◆ **EXERCISE REQUIREMENTS**:
Would you please retype, exactly, the lines of the listing below between the line with "shorts in this photo, one point per instance." and the line with "leg in this photo, one point per instance.", inclusive?
(RECORDS TO USE Opens)
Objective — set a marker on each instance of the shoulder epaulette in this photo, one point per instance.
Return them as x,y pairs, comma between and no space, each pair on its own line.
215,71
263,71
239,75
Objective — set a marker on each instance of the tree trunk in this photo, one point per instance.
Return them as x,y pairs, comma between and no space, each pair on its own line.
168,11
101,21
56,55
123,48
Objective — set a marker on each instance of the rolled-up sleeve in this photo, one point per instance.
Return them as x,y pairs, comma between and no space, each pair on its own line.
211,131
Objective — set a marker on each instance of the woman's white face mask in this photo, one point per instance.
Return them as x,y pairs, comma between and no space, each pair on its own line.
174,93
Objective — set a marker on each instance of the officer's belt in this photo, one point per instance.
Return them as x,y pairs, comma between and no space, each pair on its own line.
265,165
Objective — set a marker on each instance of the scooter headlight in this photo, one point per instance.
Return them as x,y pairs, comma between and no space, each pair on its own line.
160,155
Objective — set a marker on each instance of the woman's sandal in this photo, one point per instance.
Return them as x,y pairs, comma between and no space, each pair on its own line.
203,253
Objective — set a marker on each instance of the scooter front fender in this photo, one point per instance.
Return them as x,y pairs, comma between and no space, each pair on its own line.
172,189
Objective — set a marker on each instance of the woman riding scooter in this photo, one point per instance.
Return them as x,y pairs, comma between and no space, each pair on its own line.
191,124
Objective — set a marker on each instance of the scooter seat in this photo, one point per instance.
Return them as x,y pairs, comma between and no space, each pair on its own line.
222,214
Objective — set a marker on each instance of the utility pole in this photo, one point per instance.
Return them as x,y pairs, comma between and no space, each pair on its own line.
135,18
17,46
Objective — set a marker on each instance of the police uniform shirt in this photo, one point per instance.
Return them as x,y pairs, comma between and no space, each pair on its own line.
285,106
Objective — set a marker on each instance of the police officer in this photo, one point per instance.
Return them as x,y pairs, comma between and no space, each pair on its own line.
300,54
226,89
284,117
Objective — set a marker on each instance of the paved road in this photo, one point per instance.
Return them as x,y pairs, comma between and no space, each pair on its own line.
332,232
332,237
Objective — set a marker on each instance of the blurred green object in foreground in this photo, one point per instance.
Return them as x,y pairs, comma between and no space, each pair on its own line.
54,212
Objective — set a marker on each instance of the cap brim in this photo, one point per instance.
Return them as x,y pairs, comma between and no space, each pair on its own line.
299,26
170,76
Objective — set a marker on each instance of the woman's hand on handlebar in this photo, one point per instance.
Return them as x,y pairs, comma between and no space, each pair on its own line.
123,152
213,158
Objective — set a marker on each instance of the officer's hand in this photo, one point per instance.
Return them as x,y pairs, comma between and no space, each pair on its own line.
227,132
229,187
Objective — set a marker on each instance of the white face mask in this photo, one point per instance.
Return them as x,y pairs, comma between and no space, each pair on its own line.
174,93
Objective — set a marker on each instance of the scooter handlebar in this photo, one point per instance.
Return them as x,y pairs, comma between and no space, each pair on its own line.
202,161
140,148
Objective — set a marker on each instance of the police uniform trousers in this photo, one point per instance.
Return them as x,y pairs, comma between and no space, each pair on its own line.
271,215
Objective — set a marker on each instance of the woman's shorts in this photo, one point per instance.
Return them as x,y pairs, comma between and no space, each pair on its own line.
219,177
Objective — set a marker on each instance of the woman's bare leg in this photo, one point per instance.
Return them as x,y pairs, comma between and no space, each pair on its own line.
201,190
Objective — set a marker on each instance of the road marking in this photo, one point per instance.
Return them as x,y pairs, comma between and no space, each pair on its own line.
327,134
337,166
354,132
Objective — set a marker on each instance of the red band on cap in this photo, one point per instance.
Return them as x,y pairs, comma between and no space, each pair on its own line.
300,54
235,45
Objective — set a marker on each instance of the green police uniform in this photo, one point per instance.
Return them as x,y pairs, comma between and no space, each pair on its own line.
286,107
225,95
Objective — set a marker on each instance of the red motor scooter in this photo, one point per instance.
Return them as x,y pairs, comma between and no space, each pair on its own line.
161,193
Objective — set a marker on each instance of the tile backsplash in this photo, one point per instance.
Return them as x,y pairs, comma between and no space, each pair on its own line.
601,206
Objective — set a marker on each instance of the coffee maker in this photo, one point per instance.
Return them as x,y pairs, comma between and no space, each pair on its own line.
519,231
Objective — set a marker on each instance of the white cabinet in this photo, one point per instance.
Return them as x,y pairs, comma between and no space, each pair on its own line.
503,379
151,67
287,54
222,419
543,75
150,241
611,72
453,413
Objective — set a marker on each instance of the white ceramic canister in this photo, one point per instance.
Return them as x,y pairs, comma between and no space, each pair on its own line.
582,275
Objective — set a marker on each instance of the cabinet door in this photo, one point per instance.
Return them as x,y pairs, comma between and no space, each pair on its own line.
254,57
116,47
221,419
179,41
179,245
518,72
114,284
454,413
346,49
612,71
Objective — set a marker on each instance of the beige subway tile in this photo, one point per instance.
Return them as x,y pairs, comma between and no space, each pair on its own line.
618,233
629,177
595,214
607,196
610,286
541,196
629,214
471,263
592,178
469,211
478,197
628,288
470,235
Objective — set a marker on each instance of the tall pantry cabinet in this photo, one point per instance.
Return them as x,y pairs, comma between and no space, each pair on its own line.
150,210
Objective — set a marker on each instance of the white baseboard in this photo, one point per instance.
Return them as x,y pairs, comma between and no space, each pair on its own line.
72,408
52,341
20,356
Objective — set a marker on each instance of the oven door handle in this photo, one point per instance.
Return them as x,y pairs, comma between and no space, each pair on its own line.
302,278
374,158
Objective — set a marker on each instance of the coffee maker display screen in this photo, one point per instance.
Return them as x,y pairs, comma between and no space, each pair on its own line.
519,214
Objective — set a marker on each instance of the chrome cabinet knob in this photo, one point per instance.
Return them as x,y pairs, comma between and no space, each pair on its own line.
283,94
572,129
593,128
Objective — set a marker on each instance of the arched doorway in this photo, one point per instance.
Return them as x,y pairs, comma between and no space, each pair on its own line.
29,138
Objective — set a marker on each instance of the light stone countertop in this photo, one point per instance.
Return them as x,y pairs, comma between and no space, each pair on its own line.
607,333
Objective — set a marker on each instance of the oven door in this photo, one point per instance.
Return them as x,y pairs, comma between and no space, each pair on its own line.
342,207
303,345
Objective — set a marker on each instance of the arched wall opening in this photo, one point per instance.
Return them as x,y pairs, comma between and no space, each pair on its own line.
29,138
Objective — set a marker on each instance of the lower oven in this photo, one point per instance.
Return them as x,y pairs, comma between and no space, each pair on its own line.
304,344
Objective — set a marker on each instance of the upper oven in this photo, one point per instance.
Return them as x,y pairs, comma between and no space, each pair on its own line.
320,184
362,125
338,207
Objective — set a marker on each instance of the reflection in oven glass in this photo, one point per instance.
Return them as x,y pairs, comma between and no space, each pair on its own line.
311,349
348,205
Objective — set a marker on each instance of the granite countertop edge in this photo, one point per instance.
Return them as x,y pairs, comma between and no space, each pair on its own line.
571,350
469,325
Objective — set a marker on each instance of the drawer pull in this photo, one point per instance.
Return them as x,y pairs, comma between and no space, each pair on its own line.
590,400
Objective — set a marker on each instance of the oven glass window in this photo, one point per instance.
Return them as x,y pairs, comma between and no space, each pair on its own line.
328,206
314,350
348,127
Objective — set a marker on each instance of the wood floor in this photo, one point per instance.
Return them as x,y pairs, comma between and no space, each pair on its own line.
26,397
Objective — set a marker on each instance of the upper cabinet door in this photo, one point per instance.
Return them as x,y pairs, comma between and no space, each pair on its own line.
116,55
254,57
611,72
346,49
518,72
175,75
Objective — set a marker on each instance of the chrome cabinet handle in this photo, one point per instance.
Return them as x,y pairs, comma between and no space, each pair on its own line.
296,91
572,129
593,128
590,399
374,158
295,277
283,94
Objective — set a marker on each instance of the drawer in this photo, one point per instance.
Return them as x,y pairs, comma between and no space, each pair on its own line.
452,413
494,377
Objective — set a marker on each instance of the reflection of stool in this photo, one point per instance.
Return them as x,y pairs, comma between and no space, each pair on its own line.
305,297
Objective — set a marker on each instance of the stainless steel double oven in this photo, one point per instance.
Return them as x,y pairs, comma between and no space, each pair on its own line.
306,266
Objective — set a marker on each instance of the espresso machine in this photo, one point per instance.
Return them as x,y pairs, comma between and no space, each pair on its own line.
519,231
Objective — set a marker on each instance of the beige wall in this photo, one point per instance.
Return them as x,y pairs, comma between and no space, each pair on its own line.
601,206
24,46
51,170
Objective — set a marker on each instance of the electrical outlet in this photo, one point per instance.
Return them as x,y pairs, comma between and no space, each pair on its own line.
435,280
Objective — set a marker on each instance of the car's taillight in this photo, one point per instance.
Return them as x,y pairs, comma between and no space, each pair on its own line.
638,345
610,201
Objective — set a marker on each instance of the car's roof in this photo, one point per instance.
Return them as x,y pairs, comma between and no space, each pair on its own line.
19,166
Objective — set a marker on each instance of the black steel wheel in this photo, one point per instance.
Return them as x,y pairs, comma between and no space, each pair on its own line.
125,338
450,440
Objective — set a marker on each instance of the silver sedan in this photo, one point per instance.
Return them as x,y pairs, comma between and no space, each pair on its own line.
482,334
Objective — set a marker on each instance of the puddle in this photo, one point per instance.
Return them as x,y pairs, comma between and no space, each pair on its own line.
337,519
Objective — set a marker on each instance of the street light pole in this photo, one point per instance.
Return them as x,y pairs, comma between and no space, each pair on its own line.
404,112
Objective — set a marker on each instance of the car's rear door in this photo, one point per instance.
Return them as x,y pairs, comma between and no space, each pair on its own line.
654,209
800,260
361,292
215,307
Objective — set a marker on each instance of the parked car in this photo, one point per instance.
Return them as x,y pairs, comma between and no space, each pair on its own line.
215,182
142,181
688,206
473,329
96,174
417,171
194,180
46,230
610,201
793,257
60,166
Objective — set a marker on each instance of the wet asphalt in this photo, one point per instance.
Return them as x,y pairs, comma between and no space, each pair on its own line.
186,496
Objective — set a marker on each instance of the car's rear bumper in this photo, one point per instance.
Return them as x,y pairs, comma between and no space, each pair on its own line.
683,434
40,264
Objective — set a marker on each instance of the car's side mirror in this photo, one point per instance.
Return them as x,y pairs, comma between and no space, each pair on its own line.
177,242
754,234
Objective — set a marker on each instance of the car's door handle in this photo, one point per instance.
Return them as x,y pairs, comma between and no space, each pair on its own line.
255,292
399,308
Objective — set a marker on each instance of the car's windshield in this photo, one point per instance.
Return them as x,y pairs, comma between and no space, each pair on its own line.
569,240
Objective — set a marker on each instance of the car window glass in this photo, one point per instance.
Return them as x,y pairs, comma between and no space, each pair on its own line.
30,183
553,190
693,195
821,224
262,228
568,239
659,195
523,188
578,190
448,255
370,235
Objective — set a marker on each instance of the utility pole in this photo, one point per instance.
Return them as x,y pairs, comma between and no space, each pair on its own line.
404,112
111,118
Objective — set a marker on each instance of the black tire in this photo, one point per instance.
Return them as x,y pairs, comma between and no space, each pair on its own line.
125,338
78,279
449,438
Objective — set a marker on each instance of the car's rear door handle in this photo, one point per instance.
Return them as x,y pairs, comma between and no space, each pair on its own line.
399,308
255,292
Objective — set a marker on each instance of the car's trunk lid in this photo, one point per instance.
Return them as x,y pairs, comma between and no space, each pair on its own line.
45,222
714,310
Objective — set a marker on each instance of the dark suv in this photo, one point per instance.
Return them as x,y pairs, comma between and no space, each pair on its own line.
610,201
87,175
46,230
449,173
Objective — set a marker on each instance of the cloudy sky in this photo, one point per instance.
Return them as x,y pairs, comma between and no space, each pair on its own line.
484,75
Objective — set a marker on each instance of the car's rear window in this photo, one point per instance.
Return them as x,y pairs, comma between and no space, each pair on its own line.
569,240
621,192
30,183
(RECORDS TO USE Closes)
◆ **YOUR SOLUTION**:
Objective — set a marker on each instance of the woman's shorts in this photo, one point per instance.
Return them as x,y pairs, comma between and no space, each pair on its own line.
219,177
Objective — set a marker on each instance of the woman's bare leg in this photo, one point per instance.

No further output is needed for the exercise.